▶ WHAT IS NEEDED:
Reproduce the part of the material that begins with the line containing "negative clicks: (157, 330) (180, 298)" and runs through the end of the material, swapping "positive clicks" for "foreground clicks" and changing nothing else.

▶ RECORDS FOR THE EXERCISE:

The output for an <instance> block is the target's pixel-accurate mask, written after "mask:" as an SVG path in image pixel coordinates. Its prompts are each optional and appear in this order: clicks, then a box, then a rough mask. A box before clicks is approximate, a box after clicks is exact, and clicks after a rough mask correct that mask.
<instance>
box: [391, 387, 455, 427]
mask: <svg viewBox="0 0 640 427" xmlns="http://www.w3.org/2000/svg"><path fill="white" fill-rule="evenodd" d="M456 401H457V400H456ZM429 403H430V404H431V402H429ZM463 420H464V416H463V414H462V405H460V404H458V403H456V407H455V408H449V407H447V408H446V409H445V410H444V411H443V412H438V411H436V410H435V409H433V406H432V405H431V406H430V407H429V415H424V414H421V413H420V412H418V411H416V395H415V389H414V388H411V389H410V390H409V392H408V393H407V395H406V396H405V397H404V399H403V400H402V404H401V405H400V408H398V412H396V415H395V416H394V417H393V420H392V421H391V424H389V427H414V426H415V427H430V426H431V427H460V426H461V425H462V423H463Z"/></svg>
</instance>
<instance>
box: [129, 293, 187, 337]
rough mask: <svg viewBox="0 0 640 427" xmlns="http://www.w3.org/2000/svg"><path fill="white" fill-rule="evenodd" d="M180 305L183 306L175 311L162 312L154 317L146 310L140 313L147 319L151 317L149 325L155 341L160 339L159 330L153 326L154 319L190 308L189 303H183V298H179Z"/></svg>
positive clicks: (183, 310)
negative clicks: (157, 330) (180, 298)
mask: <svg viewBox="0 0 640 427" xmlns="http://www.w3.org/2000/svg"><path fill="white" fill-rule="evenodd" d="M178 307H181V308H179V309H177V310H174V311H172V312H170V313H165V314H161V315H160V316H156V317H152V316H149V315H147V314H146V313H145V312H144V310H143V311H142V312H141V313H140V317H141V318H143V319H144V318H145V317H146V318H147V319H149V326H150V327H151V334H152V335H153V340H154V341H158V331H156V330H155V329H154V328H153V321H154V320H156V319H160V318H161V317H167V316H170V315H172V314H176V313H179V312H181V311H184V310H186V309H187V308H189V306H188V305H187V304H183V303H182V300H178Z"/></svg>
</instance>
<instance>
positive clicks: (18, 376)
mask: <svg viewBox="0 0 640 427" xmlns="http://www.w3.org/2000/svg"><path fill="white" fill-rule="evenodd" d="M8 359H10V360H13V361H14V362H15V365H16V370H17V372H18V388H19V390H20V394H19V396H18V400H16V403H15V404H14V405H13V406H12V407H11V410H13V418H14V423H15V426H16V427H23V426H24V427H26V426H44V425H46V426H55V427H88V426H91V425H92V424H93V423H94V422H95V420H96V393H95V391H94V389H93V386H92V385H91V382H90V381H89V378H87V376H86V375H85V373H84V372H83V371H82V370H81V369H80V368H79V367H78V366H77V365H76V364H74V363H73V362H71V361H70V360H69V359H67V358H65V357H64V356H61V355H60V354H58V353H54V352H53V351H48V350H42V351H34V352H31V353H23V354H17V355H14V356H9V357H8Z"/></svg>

▶ TASK SOLUTION:
negative clicks: (157, 330) (180, 298)
mask: <svg viewBox="0 0 640 427" xmlns="http://www.w3.org/2000/svg"><path fill="white" fill-rule="evenodd" d="M178 307H181V308H179V309H177V310H174V311H172V312H170V313H165V314H161V315H160V316H156V317H152V316H149V315H147V314H146V313H145V312H144V310H143V311H142V312H141V313H140V317H141V318H143V319H144V318H145V317H146V318H147V319H149V326H150V327H151V334H152V335H153V340H154V341H158V331H156V330H155V329H154V328H153V321H154V320H156V319H160V318H161V317H167V316H170V315H172V314H176V313H179V312H181V311H184V310H186V309H187V308H189V306H188V305H187V304H183V303H182V300H178Z"/></svg>
</instance>
<instance>
foreground clicks: (18, 376)
mask: <svg viewBox="0 0 640 427" xmlns="http://www.w3.org/2000/svg"><path fill="white" fill-rule="evenodd" d="M8 359H10V360H13V361H14V362H15V365H16V370H17V372H18V388H19V390H20V394H19V396H18V400H16V403H15V404H14V405H13V406H12V407H11V410H13V418H14V423H15V426H16V427H23V426H24V427H26V426H44V425H46V426H55V427H88V426H91V425H92V424H93V423H94V422H95V420H96V393H95V391H94V389H93V386H92V385H91V382H90V381H89V378H87V376H86V375H85V373H84V372H83V371H82V370H81V369H80V368H79V367H78V366H77V365H76V364H74V363H73V362H71V361H70V360H69V359H67V358H65V357H64V356H61V355H60V354H58V353H54V352H53V351H48V350H42V351H34V352H31V353H23V354H17V355H14V356H9V357H8Z"/></svg>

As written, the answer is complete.